*** Dataset records ***

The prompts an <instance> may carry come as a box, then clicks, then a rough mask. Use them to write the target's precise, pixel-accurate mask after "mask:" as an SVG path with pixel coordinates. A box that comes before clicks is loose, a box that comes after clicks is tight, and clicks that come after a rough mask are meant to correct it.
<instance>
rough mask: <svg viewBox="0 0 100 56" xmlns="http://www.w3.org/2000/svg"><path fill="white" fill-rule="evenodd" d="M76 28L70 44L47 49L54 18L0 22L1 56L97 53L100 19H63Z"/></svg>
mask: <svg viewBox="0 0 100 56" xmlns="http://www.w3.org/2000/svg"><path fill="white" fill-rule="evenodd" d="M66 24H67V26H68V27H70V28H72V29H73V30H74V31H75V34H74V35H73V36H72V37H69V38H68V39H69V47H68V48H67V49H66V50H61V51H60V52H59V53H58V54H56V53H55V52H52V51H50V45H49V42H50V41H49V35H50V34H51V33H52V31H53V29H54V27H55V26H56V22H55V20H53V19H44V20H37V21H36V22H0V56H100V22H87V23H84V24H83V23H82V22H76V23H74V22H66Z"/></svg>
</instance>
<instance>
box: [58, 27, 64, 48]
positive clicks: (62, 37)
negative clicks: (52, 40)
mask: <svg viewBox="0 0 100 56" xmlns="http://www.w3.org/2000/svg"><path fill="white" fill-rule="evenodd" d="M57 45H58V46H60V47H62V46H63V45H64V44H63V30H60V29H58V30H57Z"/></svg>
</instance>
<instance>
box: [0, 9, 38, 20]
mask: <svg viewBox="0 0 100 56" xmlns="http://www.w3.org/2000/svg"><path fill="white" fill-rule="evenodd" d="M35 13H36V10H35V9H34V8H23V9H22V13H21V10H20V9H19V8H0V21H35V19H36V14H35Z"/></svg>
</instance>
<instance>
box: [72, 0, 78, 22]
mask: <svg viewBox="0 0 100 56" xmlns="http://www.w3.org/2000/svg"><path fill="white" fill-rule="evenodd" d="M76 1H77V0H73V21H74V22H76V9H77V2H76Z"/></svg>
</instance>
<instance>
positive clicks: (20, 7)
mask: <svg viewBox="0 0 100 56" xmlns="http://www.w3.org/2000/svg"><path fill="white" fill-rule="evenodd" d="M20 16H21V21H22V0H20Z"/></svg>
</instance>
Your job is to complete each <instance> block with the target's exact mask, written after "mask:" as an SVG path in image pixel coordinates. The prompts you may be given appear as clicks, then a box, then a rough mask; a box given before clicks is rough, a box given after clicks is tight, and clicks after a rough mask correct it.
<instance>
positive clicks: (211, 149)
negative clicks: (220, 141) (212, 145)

*** End of Dataset records ***

> _What this task involves_
A word-for-word restatement of every record above is expected.

> _Task solution_
The prompts an <instance> may carry come as a box, then clicks, then a rough mask. Use them to write the target's precise, pixel-accurate mask after "mask:" as an SVG path with pixel coordinates. A box that comes before clicks is loose, a box that comes after clicks is tight, and clicks that come after a rough mask are meant to correct it.
<instance>
rough mask: <svg viewBox="0 0 100 56" xmlns="http://www.w3.org/2000/svg"><path fill="white" fill-rule="evenodd" d="M76 28L70 44L47 49L54 18L0 22L1 56L97 53L100 19H63Z"/></svg>
mask: <svg viewBox="0 0 100 56" xmlns="http://www.w3.org/2000/svg"><path fill="white" fill-rule="evenodd" d="M66 24H67V26H68V27H70V28H72V29H73V30H74V31H75V34H74V35H73V36H72V37H69V38H68V39H69V47H68V48H67V49H66V50H61V51H60V52H59V53H58V54H56V53H55V52H52V51H50V45H49V42H50V41H49V35H50V34H51V33H52V31H53V29H54V27H55V26H56V22H55V20H53V19H44V20H37V21H36V22H0V56H100V22H87V23H84V24H83V23H82V22H76V23H74V22H66Z"/></svg>
</instance>
<instance>
box: [58, 27, 64, 48]
positive clicks: (62, 37)
negative clicks: (52, 40)
mask: <svg viewBox="0 0 100 56" xmlns="http://www.w3.org/2000/svg"><path fill="white" fill-rule="evenodd" d="M57 45H58V46H60V47H62V46H63V45H64V44H63V30H60V29H58V30H57Z"/></svg>
</instance>
<instance>
box: [0, 9, 38, 20]
mask: <svg viewBox="0 0 100 56" xmlns="http://www.w3.org/2000/svg"><path fill="white" fill-rule="evenodd" d="M35 13H36V10H35V9H34V8H23V9H22V13H21V10H20V9H19V8H0V21H35V19H36V14H35Z"/></svg>
</instance>
<instance>
box: [72, 0, 78, 22]
mask: <svg viewBox="0 0 100 56" xmlns="http://www.w3.org/2000/svg"><path fill="white" fill-rule="evenodd" d="M76 1H77V0H73V21H74V22H76V9H77V2H76Z"/></svg>
</instance>
<instance>
positive clicks: (20, 7)
mask: <svg viewBox="0 0 100 56" xmlns="http://www.w3.org/2000/svg"><path fill="white" fill-rule="evenodd" d="M20 16H21V21H22V0H20Z"/></svg>
</instance>
Your job is to complete each <instance> block with the target's exact mask, written after "mask:" as an SVG path in image pixel coordinates. The prompts you may be given appear as clicks, then a box, then a rough mask; a box given before clicks is rough, a box given after clicks is tight, and clicks after a rough mask correct it.
<instance>
positive clicks: (211, 149)
negative clicks: (220, 141) (212, 145)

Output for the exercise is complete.